Items in a dataset:
________________________
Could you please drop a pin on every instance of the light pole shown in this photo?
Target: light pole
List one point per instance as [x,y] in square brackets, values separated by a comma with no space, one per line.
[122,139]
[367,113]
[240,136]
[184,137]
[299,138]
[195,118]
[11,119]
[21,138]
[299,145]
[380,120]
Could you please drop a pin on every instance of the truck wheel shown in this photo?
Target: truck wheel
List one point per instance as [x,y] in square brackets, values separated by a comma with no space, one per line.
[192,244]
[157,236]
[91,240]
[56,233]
________________________
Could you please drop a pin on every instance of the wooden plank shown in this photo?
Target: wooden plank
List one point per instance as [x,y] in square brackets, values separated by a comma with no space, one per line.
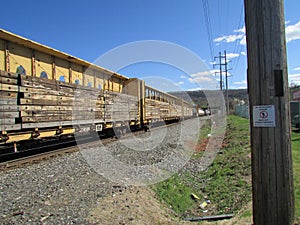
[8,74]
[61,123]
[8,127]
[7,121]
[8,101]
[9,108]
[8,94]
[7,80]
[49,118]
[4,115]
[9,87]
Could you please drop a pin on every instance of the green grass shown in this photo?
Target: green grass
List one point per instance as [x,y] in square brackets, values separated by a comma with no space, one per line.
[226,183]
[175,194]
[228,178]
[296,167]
________________________
**Aim of the task**:
Please return every line of the material above that contains the word "wooden".

**Result of the exercise**:
Could you please drop a pin on every instance of the wooden plank shown in this photo?
Target: wooden plank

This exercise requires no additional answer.